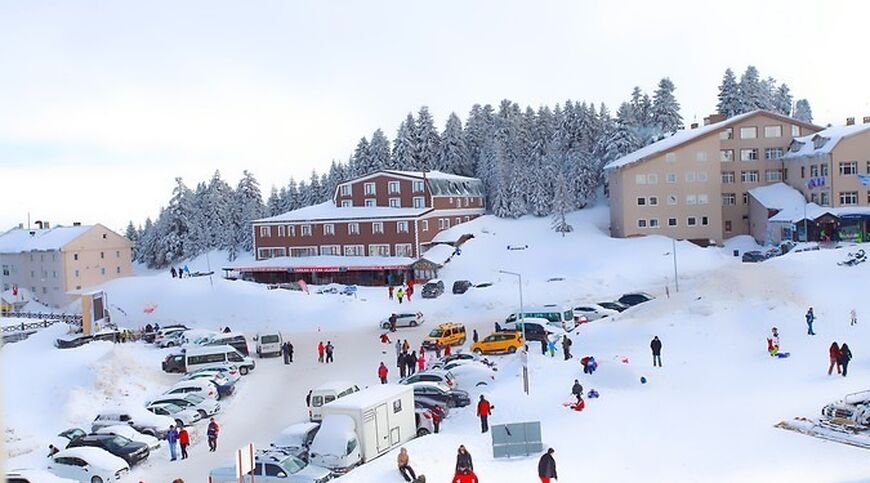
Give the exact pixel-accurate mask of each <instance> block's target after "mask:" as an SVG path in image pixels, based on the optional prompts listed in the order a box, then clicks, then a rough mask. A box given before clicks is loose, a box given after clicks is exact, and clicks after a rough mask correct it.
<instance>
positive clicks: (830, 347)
mask: <svg viewBox="0 0 870 483" xmlns="http://www.w3.org/2000/svg"><path fill="white" fill-rule="evenodd" d="M828 357H829V359H830V360H831V365H829V366H828V375H829V376H830V375H831V373H832V372H833V371H834V365H835V364H836V365H837V374H842V370H841V369H840V346H838V345H837V341H834V342H832V343H831V347H829V348H828Z"/></svg>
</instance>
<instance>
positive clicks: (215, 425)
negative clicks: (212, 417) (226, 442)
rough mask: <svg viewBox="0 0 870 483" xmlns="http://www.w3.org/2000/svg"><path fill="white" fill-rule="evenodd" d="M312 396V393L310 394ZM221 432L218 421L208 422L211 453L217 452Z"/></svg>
mask: <svg viewBox="0 0 870 483" xmlns="http://www.w3.org/2000/svg"><path fill="white" fill-rule="evenodd" d="M309 394H310V393H309ZM220 432H221V428H220V426H218V424H217V421H215V420H214V418H211V420H209V422H208V429H206V435H207V436H208V450H209V451H211V452H215V451H217V437H218V433H220Z"/></svg>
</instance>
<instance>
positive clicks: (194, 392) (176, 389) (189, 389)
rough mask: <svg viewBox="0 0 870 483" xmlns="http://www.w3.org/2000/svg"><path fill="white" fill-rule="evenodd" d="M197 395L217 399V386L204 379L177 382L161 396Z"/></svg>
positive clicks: (210, 382)
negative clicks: (166, 395) (186, 394)
mask: <svg viewBox="0 0 870 483" xmlns="http://www.w3.org/2000/svg"><path fill="white" fill-rule="evenodd" d="M191 393H193V394H198V395H200V396H205V397H210V398H212V399H218V398H219V397H220V395H219V394H218V392H217V386H215V385H214V383H213V382H211V381H209V380H206V379H194V380H192V381H178V382H176V383H175V385H173V386H172V387H170V388H169V389H167V390H166V391H165V392H164V393H163V394H175V395H184V394H191Z"/></svg>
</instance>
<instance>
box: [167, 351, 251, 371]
mask: <svg viewBox="0 0 870 483" xmlns="http://www.w3.org/2000/svg"><path fill="white" fill-rule="evenodd" d="M184 359H185V360H184V367H185V372H187V373H188V374H190V373H191V372H194V371H197V370H199V369H205V368H212V367H214V368H218V367H226V366H227V364H235V365H237V366H238V367H239V373H240V374H241V375H243V376H244V375H246V374H247V373H248V372H250V371H253V370H254V367H256V363H255V362H254V360H253V359H251V358H250V357H247V356H243V355H242V354H241V353H240V352H239V351H237V350H236V349H235V348H233V347H230V346H228V345H208V346H203V347H191V348H190V349H187V350H186V351H185V352H184Z"/></svg>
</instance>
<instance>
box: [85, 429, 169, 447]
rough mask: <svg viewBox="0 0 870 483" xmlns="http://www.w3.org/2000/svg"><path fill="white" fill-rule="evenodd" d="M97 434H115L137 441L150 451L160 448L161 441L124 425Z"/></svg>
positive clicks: (94, 432)
mask: <svg viewBox="0 0 870 483" xmlns="http://www.w3.org/2000/svg"><path fill="white" fill-rule="evenodd" d="M94 433H95V434H114V435H115V436H123V437H125V438H127V439H129V440H130V441H136V442H137V443H145V444H147V445H148V449H149V450H151V451H154V450H156V449H158V448H159V447H160V440H159V439H157V438H155V437H154V436H149V435H147V434H143V433H140V432H139V431H136V430H135V429H133V428H132V427H130V426H125V425H122V424H116V425H114V426H106V427H103V428H100V429H98V430H96V431H94Z"/></svg>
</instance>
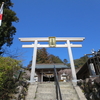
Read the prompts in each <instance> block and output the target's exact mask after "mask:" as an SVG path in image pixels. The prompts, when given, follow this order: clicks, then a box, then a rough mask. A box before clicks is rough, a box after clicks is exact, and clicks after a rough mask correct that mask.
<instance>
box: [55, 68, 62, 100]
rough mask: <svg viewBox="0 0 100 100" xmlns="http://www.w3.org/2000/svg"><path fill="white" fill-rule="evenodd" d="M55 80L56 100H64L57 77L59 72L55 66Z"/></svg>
mask: <svg viewBox="0 0 100 100" xmlns="http://www.w3.org/2000/svg"><path fill="white" fill-rule="evenodd" d="M54 78H55V88H56V100H62V95H61V91H60V86H59V82H58V76H57V71H56V68H55V66H54Z"/></svg>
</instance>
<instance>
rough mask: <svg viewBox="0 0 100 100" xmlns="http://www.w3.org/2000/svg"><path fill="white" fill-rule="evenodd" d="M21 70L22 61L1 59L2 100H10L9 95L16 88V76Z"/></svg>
mask: <svg viewBox="0 0 100 100" xmlns="http://www.w3.org/2000/svg"><path fill="white" fill-rule="evenodd" d="M19 69H20V61H18V60H15V59H12V58H9V57H0V100H9V99H8V98H7V97H8V94H9V93H12V92H13V91H14V88H15V83H14V78H13V77H14V75H16V72H17V71H18V70H19Z"/></svg>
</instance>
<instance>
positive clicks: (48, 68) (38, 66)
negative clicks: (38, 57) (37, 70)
mask: <svg viewBox="0 0 100 100" xmlns="http://www.w3.org/2000/svg"><path fill="white" fill-rule="evenodd" d="M54 66H55V68H56V69H62V68H64V69H65V68H68V66H66V65H64V64H36V69H53V68H54Z"/></svg>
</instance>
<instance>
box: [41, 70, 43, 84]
mask: <svg viewBox="0 0 100 100" xmlns="http://www.w3.org/2000/svg"><path fill="white" fill-rule="evenodd" d="M41 82H43V72H42V73H41Z"/></svg>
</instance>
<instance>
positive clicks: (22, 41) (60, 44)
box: [19, 37, 85, 83]
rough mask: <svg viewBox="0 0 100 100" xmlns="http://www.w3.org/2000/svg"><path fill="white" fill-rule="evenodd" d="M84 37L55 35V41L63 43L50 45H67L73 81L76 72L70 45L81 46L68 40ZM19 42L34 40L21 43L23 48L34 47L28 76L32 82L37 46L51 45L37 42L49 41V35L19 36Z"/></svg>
mask: <svg viewBox="0 0 100 100" xmlns="http://www.w3.org/2000/svg"><path fill="white" fill-rule="evenodd" d="M84 39H85V38H84V37H56V38H55V41H56V42H66V43H65V44H56V45H55V46H52V47H60V48H63V47H65V48H66V47H68V53H69V59H70V66H71V70H72V78H73V80H72V81H74V82H76V81H77V78H76V72H75V66H74V61H73V55H72V50H71V47H82V45H81V44H71V43H70V42H81V41H83V40H84ZM19 40H20V41H21V42H34V44H31V45H22V47H23V48H34V51H33V59H32V69H31V76H30V83H33V82H34V75H35V66H36V55H37V48H44V47H45V48H48V47H51V46H50V45H49V44H39V43H38V42H49V41H50V37H49V38H48V37H39V38H19Z"/></svg>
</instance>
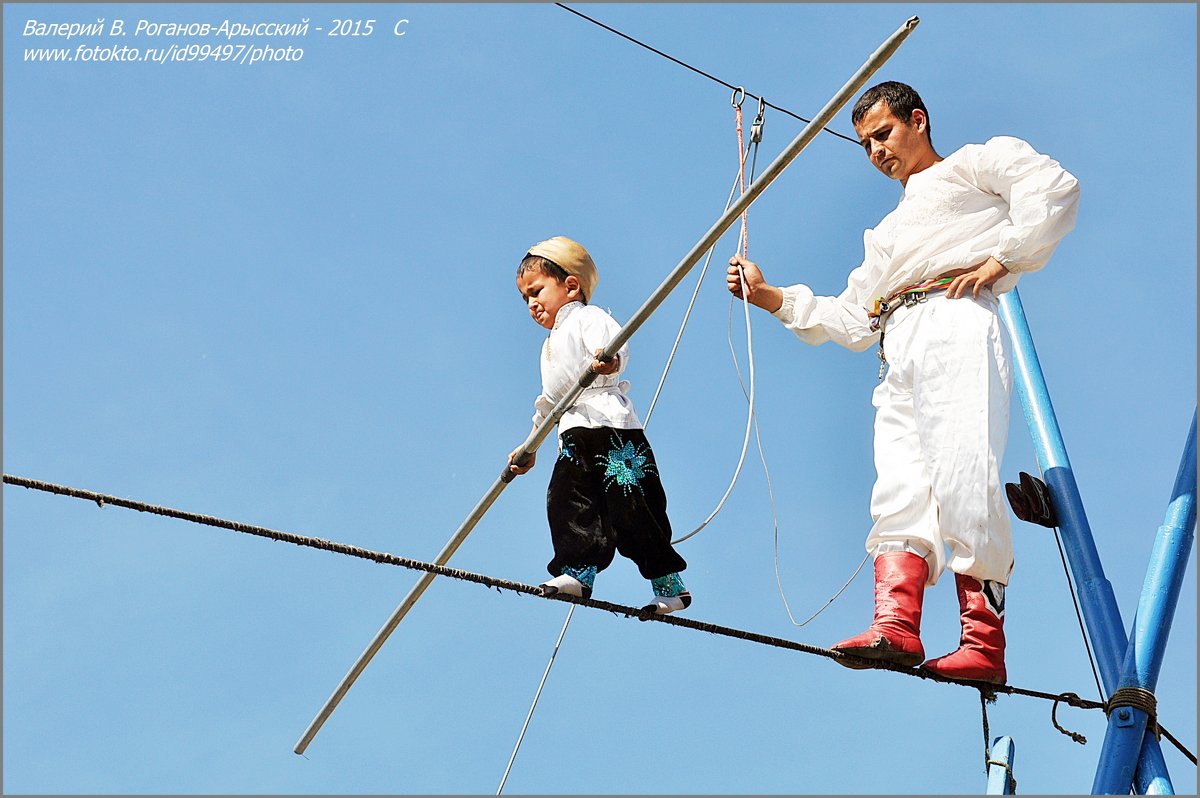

::::::::

Work task:
Give the material again exactly as it is, but keep the pictures out.

Written response:
Give the exact pixel-accurate mask of each <instance> block's target after "mask:" as an SVG path in image pixels, based on the optional prompts listed in the order a box, then clicks, then a rough mask. A box given before clicks is loose, a box given after clicks is exact, and clicks after a rough mask correct it.
<instance>
positive clicks: (830, 347)
mask: <svg viewBox="0 0 870 483" xmlns="http://www.w3.org/2000/svg"><path fill="white" fill-rule="evenodd" d="M828 357H829V359H830V360H831V365H829V366H828V375H829V376H830V375H831V373H832V372H833V371H834V365H835V364H836V365H837V374H842V370H841V369H840V346H838V345H837V341H834V342H832V343H831V347H829V348H828Z"/></svg>
</instance>
<instance>
positive clicks: (215, 425)
negative clicks: (212, 417) (226, 442)
rough mask: <svg viewBox="0 0 870 483" xmlns="http://www.w3.org/2000/svg"><path fill="white" fill-rule="evenodd" d="M312 396V393L310 394ZM221 432L218 421L208 422L211 453L217 452Z"/></svg>
mask: <svg viewBox="0 0 870 483" xmlns="http://www.w3.org/2000/svg"><path fill="white" fill-rule="evenodd" d="M309 394H310V393H309ZM220 432H221V428H220V426H218V424H217V421H215V420H214V418H211V420H209V422H208V429H206V435H207V436H208V450H209V451H211V452H215V451H217V437H218V433H220Z"/></svg>
</instance>
<instance>
positive clicks: (194, 392) (176, 389) (189, 389)
rough mask: <svg viewBox="0 0 870 483" xmlns="http://www.w3.org/2000/svg"><path fill="white" fill-rule="evenodd" d="M197 395L217 399V386L204 379L177 382L161 396Z"/></svg>
positive clicks: (210, 382)
negative clicks: (166, 395) (186, 394)
mask: <svg viewBox="0 0 870 483" xmlns="http://www.w3.org/2000/svg"><path fill="white" fill-rule="evenodd" d="M191 393H193V394H198V395H200V396H205V397H210V398H212V399H218V398H219V397H220V395H219V394H218V392H217V386H215V385H214V383H213V382H211V381H209V380H206V379H194V380H192V381H178V382H176V383H175V385H173V386H172V387H170V388H169V389H167V390H166V391H165V392H164V393H163V394H175V395H184V394H191Z"/></svg>
</instance>
<instance>
box: [167, 351, 251, 371]
mask: <svg viewBox="0 0 870 483" xmlns="http://www.w3.org/2000/svg"><path fill="white" fill-rule="evenodd" d="M184 359H185V360H184V367H185V372H187V373H188V374H190V373H191V372H194V371H197V370H199V369H205V368H212V367H214V368H218V367H226V366H227V364H235V365H237V366H238V367H239V373H240V374H241V375H243V376H244V375H246V374H247V373H248V372H250V371H253V370H254V367H256V363H255V362H254V360H253V359H251V358H250V357H247V356H243V355H242V354H241V353H240V352H239V351H237V350H236V349H235V348H233V347H230V346H228V345H208V346H203V347H191V348H190V349H187V350H186V351H185V352H184Z"/></svg>
</instance>
<instance>
box: [85, 429, 169, 447]
rough mask: <svg viewBox="0 0 870 483" xmlns="http://www.w3.org/2000/svg"><path fill="white" fill-rule="evenodd" d="M97 434H115L137 441L150 451L160 448L161 441L124 425Z"/></svg>
positive clicks: (94, 432)
mask: <svg viewBox="0 0 870 483" xmlns="http://www.w3.org/2000/svg"><path fill="white" fill-rule="evenodd" d="M94 433H95V434H114V435H115V436H123V437H125V438H127V439H129V440H130V441H136V442H137V443H145V444H147V445H148V449H149V450H151V451H154V450H156V449H158V448H159V447H160V440H159V439H157V438H155V437H154V436H149V435H147V434H143V433H140V432H139V431H136V430H135V429H133V428H132V427H130V426H125V425H122V424H116V425H114V426H106V427H103V428H100V429H98V430H96V431H94Z"/></svg>
</instance>
Read the prompts in each <instance> block and output the target's exact mask after "mask:" as an SVG path in image pixels. The prompts, when given, follow this order: clicks, then a box, then a rough mask. A box before clicks is rough, a box after clicks is exact, and clicks after a rough mask correct that mask.
<instance>
box: [55, 68, 62, 100]
rough mask: <svg viewBox="0 0 100 100" xmlns="http://www.w3.org/2000/svg"><path fill="white" fill-rule="evenodd" d="M55 80L56 100H64L57 77L59 72L55 66Z"/></svg>
mask: <svg viewBox="0 0 100 100" xmlns="http://www.w3.org/2000/svg"><path fill="white" fill-rule="evenodd" d="M54 78H55V88H56V100H62V95H61V91H60V86H59V82H58V76H57V71H56V68H55V66H54Z"/></svg>
</instance>
<instance>
rough mask: <svg viewBox="0 0 100 100" xmlns="http://www.w3.org/2000/svg"><path fill="white" fill-rule="evenodd" d="M21 70L22 61L1 59L2 100H10L9 95L16 88V76Z"/></svg>
mask: <svg viewBox="0 0 100 100" xmlns="http://www.w3.org/2000/svg"><path fill="white" fill-rule="evenodd" d="M19 69H20V61H18V60H15V59H12V58H9V57H0V100H9V99H8V98H7V97H8V94H9V93H12V92H13V91H14V88H15V83H14V78H13V77H14V75H16V72H17V71H18V70H19Z"/></svg>
</instance>
<instance>
positive clicks: (48, 68) (38, 66)
negative clicks: (38, 57) (37, 70)
mask: <svg viewBox="0 0 100 100" xmlns="http://www.w3.org/2000/svg"><path fill="white" fill-rule="evenodd" d="M54 66H55V68H56V69H62V68H64V69H65V68H68V66H66V65H64V64H36V69H53V68H54Z"/></svg>
</instance>
<instance>
box: [41, 70, 43, 84]
mask: <svg viewBox="0 0 100 100" xmlns="http://www.w3.org/2000/svg"><path fill="white" fill-rule="evenodd" d="M41 82H43V72H42V73H41Z"/></svg>
</instance>
<instance>
positive clicks: (22, 41) (60, 44)
box: [19, 37, 85, 83]
rough mask: <svg viewBox="0 0 100 100" xmlns="http://www.w3.org/2000/svg"><path fill="white" fill-rule="evenodd" d="M84 37L55 35V41L63 43L50 45H67L73 81L76 72L70 45L81 46L68 40ZM19 42L34 40L21 43L23 48L34 47L28 76L32 82L37 46L51 45L37 42L49 41V35L19 36Z"/></svg>
mask: <svg viewBox="0 0 100 100" xmlns="http://www.w3.org/2000/svg"><path fill="white" fill-rule="evenodd" d="M84 39H85V38H84V37H56V38H55V41H56V42H66V43H65V44H56V45H55V46H52V47H60V48H63V47H65V48H66V47H68V53H69V59H70V66H71V70H72V78H73V80H72V81H74V82H76V81H77V78H76V72H75V66H74V61H73V55H72V50H71V47H82V45H81V44H71V43H70V42H81V41H83V40H84ZM19 40H20V41H21V42H34V44H31V45H22V47H23V48H34V51H33V59H32V69H31V76H30V83H33V82H34V75H35V66H36V55H37V48H44V47H45V48H48V47H51V46H50V45H49V44H39V43H38V42H49V41H50V37H49V38H48V37H39V38H19Z"/></svg>
</instance>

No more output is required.